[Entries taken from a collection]
— start —
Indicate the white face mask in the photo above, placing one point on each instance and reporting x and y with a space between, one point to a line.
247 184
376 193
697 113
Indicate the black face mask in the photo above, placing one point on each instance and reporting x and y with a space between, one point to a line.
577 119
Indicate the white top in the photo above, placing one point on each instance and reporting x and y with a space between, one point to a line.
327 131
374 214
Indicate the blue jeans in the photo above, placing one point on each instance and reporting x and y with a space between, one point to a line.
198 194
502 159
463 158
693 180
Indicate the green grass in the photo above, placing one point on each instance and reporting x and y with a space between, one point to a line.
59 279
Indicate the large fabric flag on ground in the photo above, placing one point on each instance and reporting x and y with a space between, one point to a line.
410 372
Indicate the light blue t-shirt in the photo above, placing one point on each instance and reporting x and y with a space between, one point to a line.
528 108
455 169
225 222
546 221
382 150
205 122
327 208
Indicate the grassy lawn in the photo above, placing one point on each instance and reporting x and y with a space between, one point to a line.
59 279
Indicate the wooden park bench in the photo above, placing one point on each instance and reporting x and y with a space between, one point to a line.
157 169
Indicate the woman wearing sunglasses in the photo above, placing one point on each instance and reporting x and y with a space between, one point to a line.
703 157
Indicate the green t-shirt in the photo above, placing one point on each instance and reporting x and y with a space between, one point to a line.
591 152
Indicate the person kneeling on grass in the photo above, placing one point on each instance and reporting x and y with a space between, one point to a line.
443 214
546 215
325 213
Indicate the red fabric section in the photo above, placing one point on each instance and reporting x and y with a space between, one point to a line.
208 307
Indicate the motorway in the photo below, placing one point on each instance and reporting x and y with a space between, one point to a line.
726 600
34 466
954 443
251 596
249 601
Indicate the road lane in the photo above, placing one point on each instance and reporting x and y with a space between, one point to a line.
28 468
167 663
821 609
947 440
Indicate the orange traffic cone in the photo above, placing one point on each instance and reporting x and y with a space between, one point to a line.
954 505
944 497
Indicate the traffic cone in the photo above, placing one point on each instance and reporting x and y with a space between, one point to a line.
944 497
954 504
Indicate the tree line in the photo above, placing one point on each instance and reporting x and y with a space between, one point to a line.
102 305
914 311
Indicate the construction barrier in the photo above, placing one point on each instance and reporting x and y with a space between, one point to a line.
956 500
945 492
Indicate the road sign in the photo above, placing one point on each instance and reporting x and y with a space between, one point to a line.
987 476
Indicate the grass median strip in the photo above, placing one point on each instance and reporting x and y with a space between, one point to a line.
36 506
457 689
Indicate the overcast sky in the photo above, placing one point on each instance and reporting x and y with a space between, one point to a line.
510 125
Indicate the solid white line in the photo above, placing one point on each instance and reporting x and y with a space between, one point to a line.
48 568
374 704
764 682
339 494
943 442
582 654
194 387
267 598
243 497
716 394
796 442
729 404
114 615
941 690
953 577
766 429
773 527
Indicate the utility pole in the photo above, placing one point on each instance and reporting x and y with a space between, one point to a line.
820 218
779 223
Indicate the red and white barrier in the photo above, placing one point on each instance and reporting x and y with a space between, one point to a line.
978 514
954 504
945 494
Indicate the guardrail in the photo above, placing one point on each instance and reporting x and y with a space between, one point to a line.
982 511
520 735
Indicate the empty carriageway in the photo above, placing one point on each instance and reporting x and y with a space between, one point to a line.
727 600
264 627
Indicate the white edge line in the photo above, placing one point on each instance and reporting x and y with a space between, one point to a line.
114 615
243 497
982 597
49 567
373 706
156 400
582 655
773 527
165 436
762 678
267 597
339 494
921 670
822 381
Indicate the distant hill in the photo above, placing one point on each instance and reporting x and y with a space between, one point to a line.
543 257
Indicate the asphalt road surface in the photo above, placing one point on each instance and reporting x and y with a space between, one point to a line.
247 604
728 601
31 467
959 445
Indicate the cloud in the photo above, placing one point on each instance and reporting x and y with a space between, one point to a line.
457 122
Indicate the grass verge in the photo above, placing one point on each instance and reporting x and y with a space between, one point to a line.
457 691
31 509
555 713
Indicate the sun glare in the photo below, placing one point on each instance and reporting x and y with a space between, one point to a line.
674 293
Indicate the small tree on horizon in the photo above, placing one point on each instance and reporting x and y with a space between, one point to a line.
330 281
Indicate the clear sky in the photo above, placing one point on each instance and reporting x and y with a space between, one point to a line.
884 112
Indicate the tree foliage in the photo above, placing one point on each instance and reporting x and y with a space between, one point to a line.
— end —
PROBLEM TO SOLVE:
Add 125 to every x and y coordinate in the lines from the one containing "Indicate the white edge" down to the end of the records, and write all of those lines out again in order, including the lines that carry no coordinates.

WRITTEN ANSWER:
Indicate the white edge line in the photo above, placing one point on each instance and reporting x and y with a space between, one point to a line.
239 740
368 622
1107 722
174 692
498 831
281 525
707 780
898 652
290 561
887 803
392 722
464 619
1046 795
947 506
Indicate the distant hill in the photo above, placing one point on each instance and reporting x and y with a space between, one point to a line.
668 382
Indicate the asphalt road surface in the photo above, placing one point on each instance and reporting x and y with a space between, one point to a line.
372 729
853 726
156 592
1084 570
Indicate the cloud in the photo above, placing one point on each instance and reporting x and y with a space between, one point to a line.
582 247
Indicate the grass verge in the photo above, placing one point on each instance and reporting x and y with a space between, one point to a line.
582 816
156 634
680 838
Indicate the sun glare in the photo below, placing one point on each instance and reporting x and y with a space between, one point to a line.
799 418
Indicate the small tree on horizon in the photo above, placing one point on each instance and reporting x and y with a space between, one point to a line.
455 406
Indicate the clear sky in the photo above, placing one point on each instance and reporting x and y with a space between, one point to a line.
1009 237
Indicate the tree foliage in the photo above, placing one point on each instance and reporting x and y with a space between, one point to a line.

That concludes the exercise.